• [WORK TO BE COMPLETED] Please repeat the records from the line containing "task: segment the **green backpack**" through the line containing "116], [218, 112]]", requests included, leaving every number in the requests and their format samples unchanged. Scale each coordinate in the answers by 2.3 and round it to a whole number, with halves rounding up.

• [MATERIAL FOR THIS TASK]
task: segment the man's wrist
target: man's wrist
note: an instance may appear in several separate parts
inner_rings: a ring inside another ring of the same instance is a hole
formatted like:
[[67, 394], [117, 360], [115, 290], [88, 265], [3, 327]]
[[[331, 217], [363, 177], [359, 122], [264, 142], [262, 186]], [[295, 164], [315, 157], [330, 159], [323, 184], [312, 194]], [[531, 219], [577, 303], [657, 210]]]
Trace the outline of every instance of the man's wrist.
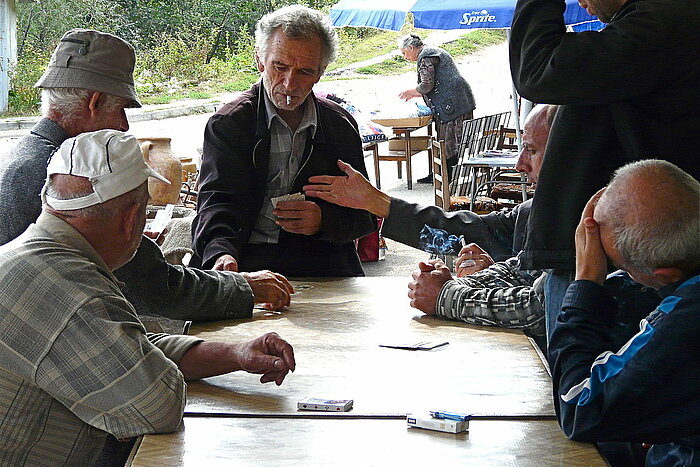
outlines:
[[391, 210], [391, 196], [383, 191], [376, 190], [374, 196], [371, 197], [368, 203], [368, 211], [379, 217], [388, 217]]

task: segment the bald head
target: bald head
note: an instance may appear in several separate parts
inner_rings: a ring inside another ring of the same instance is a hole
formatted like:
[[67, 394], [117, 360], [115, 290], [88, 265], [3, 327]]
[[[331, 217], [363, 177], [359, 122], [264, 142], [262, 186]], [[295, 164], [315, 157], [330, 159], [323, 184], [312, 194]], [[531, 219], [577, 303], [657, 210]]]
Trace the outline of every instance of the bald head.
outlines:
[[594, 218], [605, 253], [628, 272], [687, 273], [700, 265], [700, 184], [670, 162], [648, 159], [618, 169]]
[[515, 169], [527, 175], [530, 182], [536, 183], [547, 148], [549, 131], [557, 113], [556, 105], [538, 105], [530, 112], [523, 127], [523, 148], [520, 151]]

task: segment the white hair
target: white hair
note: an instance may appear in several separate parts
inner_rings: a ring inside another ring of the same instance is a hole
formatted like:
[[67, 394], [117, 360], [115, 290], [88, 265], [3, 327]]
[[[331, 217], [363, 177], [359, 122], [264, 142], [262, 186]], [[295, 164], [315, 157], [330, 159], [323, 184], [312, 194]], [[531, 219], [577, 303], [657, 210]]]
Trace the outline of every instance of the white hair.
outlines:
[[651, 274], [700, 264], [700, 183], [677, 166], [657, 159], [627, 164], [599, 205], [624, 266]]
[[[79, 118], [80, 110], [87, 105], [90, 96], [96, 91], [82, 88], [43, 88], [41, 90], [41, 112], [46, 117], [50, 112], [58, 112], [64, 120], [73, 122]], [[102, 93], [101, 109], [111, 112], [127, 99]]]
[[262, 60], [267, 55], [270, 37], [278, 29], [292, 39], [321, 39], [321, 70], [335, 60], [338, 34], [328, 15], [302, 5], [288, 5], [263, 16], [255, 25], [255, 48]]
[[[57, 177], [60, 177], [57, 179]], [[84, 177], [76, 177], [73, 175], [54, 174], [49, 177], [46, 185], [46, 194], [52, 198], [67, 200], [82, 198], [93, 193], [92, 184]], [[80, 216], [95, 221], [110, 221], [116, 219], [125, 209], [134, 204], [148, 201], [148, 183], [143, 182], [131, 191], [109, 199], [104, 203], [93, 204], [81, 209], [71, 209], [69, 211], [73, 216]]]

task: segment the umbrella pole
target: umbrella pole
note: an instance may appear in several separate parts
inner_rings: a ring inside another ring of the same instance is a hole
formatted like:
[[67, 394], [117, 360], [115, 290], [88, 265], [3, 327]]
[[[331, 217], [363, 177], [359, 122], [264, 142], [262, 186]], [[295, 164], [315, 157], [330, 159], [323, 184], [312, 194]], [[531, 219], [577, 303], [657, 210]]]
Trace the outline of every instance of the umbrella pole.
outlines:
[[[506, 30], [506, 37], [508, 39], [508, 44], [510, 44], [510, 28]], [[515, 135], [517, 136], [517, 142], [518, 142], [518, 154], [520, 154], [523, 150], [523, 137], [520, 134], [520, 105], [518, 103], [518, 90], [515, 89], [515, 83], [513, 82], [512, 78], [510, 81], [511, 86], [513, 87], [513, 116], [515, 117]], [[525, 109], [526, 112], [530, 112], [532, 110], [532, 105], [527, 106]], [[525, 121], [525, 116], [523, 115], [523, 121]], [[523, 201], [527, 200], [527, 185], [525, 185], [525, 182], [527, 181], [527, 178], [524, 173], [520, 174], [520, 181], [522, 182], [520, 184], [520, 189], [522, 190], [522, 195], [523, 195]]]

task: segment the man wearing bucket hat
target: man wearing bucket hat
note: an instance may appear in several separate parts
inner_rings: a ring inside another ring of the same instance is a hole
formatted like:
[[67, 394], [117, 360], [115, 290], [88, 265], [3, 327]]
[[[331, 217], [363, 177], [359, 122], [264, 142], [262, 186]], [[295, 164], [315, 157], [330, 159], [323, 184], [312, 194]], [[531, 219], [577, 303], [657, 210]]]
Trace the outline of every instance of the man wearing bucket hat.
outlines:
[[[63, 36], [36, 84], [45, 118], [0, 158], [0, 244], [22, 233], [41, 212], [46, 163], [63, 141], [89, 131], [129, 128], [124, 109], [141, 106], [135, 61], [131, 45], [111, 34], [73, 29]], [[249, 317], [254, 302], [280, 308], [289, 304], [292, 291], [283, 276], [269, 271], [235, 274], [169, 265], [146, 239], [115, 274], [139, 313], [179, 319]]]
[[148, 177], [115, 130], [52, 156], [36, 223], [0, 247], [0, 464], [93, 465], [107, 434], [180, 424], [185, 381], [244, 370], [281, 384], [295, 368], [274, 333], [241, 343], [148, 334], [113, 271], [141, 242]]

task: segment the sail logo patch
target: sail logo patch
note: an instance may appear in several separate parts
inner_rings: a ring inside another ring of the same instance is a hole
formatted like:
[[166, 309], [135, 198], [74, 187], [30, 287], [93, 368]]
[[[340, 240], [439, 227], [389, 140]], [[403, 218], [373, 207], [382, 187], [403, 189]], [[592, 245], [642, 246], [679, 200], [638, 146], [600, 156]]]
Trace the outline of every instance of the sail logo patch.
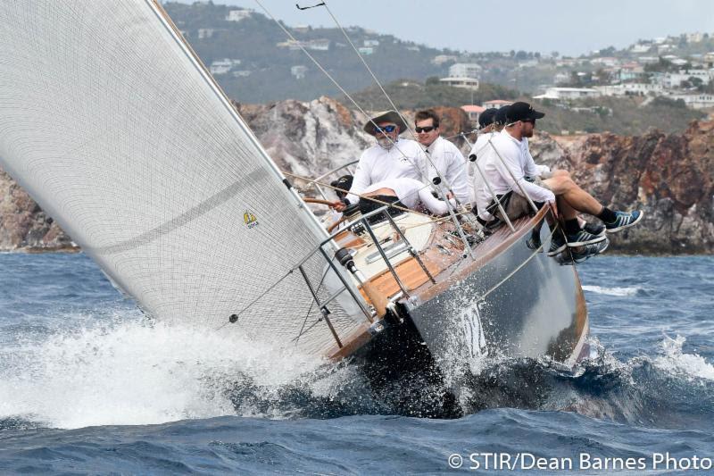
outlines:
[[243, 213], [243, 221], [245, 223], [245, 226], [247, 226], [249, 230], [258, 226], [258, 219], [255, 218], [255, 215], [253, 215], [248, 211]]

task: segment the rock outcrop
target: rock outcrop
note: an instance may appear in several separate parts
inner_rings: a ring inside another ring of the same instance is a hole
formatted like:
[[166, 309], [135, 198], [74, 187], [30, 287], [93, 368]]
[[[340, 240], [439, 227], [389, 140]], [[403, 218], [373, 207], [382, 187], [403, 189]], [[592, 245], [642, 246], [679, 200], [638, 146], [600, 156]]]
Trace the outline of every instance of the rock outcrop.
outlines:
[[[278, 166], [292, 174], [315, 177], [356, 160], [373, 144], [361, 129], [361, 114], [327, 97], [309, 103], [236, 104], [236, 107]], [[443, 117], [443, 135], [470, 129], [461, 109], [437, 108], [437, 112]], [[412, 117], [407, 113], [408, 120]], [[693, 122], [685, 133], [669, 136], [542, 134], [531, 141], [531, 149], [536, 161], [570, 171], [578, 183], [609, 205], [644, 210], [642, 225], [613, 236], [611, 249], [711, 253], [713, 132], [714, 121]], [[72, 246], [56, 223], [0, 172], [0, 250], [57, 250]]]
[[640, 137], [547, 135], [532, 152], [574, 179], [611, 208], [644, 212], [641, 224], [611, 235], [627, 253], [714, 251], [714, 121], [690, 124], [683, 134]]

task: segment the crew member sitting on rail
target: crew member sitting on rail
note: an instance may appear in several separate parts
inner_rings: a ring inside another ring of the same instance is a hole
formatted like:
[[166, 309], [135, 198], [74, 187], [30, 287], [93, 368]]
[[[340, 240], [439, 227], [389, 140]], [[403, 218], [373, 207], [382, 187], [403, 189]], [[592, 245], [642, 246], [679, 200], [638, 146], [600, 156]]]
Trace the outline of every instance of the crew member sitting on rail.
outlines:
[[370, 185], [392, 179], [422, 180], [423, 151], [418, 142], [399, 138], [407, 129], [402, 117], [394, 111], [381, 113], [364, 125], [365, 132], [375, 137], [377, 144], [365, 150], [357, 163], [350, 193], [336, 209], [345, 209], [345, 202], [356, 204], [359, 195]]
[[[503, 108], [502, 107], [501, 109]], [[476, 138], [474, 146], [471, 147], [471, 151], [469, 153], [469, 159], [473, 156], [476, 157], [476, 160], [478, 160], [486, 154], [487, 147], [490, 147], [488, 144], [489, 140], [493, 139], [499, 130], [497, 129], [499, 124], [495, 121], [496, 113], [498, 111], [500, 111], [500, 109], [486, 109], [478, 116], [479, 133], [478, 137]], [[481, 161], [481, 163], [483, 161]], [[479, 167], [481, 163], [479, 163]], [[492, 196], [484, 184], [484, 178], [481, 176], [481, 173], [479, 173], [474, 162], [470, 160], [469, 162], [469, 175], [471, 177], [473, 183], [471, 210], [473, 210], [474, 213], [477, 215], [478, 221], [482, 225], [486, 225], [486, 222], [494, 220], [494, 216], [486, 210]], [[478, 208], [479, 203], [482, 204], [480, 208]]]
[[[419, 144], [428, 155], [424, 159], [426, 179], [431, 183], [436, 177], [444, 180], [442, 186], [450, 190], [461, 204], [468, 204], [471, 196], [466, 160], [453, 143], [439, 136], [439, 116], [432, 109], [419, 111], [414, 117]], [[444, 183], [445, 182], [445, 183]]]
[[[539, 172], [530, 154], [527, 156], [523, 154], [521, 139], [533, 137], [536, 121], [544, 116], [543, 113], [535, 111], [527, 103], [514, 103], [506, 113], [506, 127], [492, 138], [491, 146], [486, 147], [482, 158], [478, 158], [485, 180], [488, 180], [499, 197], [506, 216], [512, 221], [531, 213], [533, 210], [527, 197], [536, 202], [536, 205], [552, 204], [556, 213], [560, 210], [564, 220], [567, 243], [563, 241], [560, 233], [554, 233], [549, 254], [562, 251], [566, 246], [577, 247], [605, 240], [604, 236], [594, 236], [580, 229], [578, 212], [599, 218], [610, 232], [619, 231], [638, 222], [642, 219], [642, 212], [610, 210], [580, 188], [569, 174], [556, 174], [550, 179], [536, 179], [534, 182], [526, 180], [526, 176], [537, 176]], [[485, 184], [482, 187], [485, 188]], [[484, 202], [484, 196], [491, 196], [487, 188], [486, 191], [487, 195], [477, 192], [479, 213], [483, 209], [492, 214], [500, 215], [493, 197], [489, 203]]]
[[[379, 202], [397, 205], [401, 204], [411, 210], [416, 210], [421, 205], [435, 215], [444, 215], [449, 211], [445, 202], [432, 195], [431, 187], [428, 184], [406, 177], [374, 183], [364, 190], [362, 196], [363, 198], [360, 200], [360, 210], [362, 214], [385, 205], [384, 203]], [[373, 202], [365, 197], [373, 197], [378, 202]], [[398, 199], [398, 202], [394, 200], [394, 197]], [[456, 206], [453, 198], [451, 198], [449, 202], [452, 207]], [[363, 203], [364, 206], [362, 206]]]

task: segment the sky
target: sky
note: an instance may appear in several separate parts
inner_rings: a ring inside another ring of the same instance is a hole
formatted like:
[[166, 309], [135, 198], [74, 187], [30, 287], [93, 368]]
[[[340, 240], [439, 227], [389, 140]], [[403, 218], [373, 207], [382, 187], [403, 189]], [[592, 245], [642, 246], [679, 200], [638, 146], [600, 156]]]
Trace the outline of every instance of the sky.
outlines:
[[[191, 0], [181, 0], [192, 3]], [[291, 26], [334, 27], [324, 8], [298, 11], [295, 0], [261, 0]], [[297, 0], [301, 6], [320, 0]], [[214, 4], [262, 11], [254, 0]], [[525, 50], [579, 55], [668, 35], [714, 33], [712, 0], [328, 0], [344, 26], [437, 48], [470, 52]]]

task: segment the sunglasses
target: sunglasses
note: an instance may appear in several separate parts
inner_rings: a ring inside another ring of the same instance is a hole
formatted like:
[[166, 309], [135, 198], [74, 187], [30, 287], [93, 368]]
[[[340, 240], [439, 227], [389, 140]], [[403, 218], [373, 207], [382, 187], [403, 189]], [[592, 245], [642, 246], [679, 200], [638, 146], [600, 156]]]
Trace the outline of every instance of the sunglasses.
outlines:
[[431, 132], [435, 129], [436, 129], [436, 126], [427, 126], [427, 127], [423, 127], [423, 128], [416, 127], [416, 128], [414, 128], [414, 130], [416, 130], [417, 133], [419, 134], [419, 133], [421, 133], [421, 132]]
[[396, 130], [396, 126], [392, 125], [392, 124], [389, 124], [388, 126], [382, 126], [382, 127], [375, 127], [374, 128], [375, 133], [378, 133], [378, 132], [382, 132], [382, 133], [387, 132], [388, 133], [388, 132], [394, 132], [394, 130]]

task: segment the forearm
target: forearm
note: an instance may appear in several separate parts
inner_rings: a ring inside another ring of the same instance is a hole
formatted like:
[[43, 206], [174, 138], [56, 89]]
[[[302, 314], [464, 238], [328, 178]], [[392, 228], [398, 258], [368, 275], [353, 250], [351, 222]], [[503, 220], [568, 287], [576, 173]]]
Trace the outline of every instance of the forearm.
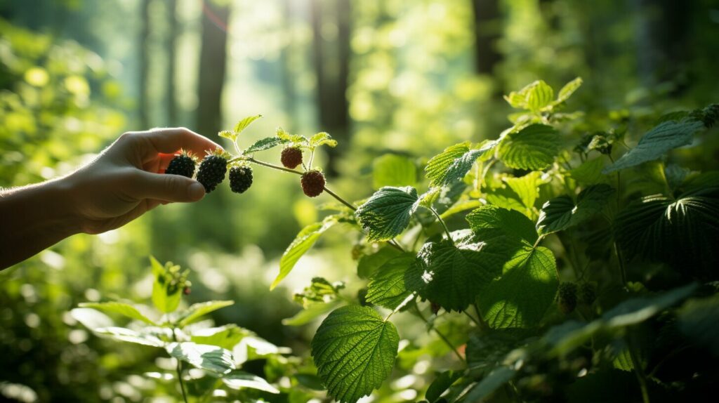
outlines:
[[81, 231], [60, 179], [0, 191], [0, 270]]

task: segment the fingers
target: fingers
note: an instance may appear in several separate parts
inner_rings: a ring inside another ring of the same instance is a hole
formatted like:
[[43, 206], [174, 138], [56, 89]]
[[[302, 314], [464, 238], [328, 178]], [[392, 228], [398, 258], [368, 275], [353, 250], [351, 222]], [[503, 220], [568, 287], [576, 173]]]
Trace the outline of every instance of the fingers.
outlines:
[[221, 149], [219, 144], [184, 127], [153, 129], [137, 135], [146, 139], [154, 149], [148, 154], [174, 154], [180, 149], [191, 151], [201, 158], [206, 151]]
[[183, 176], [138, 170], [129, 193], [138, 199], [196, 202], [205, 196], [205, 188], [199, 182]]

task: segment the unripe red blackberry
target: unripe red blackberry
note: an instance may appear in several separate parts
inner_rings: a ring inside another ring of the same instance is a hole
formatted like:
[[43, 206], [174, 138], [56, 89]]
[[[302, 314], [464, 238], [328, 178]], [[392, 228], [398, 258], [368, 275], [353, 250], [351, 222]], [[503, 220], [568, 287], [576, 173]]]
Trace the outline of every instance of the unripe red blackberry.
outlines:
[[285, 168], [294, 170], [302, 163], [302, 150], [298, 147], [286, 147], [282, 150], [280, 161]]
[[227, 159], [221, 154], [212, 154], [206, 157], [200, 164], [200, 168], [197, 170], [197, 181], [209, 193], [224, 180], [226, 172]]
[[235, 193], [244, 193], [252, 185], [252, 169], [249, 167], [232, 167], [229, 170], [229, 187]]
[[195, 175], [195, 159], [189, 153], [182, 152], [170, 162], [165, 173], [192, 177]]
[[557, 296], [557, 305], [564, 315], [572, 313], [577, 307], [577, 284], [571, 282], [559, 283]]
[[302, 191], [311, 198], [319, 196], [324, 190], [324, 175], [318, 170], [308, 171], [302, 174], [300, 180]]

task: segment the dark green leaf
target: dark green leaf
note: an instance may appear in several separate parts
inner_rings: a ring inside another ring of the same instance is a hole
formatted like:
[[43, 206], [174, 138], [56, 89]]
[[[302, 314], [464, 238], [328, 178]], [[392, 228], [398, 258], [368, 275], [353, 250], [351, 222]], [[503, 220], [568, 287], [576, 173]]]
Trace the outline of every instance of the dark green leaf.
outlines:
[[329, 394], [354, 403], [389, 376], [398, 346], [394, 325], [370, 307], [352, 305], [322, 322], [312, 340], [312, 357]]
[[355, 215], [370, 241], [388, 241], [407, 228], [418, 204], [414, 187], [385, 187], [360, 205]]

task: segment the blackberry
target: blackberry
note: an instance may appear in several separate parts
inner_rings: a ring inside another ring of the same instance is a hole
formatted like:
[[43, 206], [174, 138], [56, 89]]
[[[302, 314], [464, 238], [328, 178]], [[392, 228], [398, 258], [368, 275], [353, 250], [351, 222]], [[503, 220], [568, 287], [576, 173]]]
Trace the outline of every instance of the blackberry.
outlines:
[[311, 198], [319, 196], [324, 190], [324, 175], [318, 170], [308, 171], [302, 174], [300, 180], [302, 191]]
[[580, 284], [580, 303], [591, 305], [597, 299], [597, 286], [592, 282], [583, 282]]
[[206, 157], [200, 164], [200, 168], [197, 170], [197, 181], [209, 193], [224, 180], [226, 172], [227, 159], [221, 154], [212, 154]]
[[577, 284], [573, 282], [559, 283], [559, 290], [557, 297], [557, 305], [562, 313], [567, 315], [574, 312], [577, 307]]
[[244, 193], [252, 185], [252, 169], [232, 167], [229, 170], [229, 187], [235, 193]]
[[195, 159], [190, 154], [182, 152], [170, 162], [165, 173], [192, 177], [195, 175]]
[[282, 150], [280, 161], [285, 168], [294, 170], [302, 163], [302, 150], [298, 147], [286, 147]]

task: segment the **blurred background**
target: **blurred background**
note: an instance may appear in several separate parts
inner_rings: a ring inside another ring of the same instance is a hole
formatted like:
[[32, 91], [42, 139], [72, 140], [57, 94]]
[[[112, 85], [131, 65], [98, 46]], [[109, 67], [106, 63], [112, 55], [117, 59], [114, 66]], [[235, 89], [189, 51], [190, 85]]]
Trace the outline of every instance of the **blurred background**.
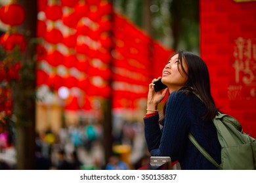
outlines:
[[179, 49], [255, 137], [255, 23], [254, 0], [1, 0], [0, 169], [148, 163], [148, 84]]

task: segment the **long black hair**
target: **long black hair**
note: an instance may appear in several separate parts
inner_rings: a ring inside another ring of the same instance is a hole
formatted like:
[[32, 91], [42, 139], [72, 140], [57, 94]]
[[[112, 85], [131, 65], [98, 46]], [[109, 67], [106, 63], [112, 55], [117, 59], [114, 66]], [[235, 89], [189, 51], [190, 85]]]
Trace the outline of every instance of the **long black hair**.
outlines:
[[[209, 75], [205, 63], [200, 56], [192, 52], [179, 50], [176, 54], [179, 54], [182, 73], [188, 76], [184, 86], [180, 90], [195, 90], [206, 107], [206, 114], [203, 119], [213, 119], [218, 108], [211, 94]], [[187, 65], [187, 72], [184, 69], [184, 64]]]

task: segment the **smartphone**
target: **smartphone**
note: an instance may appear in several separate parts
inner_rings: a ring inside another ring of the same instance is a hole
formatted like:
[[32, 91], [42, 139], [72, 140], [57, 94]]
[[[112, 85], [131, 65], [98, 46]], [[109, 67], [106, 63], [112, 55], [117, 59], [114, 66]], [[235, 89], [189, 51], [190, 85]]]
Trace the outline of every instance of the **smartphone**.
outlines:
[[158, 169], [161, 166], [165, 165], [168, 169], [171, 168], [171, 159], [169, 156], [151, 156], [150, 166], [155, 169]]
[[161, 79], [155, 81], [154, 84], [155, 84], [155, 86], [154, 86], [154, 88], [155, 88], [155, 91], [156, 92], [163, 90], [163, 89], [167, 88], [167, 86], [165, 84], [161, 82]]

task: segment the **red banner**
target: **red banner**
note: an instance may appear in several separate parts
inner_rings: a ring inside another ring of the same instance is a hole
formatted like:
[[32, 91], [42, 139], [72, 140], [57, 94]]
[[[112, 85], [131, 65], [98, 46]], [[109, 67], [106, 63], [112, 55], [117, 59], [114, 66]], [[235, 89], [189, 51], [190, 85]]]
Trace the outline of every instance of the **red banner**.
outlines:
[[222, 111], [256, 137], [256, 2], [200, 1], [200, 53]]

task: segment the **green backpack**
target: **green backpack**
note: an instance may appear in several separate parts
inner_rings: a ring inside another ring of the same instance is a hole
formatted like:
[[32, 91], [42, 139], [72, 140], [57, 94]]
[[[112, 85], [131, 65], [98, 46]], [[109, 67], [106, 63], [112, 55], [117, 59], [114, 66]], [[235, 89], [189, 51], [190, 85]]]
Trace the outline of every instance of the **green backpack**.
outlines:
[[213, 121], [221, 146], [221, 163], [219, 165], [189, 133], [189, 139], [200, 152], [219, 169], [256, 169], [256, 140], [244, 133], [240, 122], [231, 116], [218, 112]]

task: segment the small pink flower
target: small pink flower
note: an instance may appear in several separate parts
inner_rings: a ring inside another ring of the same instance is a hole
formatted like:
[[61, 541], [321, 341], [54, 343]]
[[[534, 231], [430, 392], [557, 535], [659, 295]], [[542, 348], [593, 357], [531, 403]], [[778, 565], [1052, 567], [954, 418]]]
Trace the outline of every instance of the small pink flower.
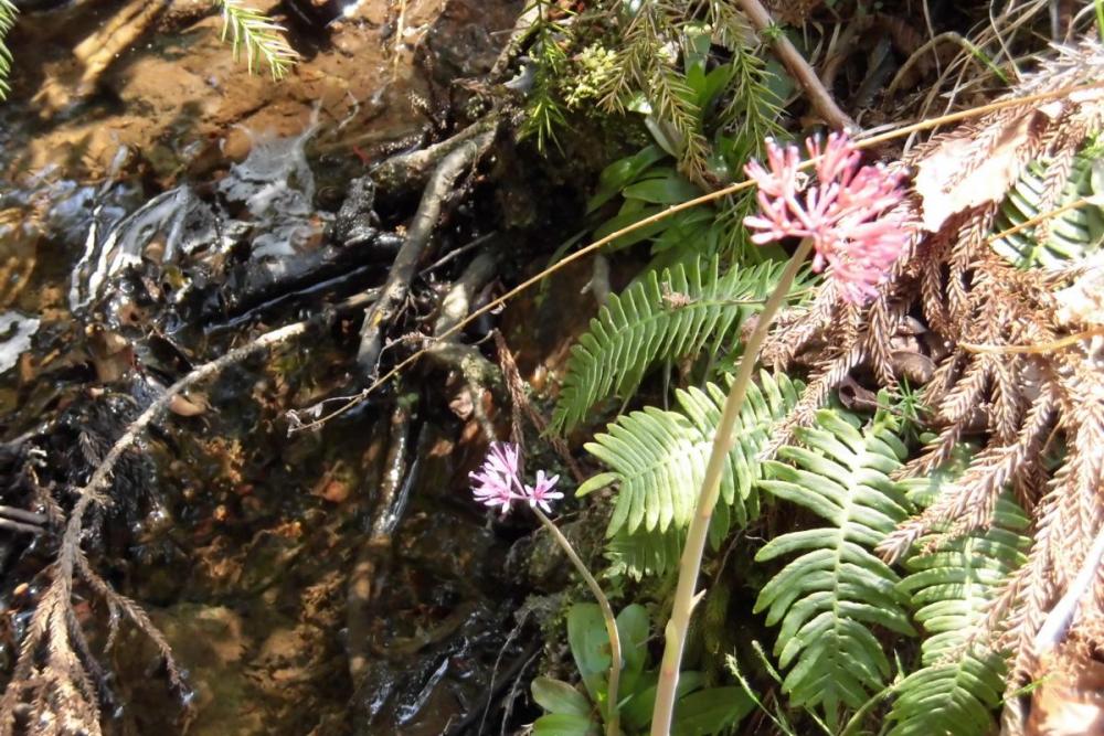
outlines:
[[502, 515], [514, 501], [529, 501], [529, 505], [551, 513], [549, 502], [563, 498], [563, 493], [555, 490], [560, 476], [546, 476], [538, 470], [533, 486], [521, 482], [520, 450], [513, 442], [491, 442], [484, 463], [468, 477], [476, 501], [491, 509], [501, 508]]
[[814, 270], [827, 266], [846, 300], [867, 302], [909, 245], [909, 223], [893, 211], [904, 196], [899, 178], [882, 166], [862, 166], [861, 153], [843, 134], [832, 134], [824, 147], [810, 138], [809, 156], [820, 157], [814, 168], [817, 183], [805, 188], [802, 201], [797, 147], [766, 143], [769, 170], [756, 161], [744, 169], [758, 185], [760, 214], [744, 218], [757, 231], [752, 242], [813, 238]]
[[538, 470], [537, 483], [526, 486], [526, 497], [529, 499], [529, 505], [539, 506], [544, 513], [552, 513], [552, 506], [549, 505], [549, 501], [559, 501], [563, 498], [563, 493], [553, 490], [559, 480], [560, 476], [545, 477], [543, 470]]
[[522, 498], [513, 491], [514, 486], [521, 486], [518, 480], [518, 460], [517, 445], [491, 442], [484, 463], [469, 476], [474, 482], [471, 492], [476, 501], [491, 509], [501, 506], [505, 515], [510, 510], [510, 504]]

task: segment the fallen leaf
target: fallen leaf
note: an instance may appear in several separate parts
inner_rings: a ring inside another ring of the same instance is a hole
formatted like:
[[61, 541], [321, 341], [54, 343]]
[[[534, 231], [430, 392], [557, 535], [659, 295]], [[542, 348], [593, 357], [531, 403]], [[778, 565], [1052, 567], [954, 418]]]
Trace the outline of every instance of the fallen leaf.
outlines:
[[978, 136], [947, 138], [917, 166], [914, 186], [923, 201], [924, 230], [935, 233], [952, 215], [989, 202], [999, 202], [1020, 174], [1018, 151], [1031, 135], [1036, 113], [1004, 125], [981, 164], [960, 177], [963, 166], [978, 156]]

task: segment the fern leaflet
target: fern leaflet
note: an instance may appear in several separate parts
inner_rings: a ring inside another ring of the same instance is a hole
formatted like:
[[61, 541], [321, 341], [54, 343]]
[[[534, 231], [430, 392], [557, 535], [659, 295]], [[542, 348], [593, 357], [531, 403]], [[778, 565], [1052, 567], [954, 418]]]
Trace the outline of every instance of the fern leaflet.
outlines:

• [FINAL RESULT]
task: segment the **green backpack**
target: **green backpack**
note: an instance may appear in several separate parts
inner_rings: a ring inside another ring of the same instance is a hole
formatted like:
[[32, 91], [42, 139], [72, 140], [57, 94]]
[[[112, 85], [131, 65], [98, 46]], [[109, 67], [106, 63], [112, 55], [117, 59], [114, 66]], [[235, 89], [189, 51], [190, 85]]]
Trace the outline of every instance of the **green backpack**.
outlines:
[[490, 278], [508, 336], [508, 375], [504, 380], [435, 306], [435, 320], [460, 350], [504, 389], [589, 389], [589, 322], [561, 306], [552, 281], [531, 267], [501, 258]]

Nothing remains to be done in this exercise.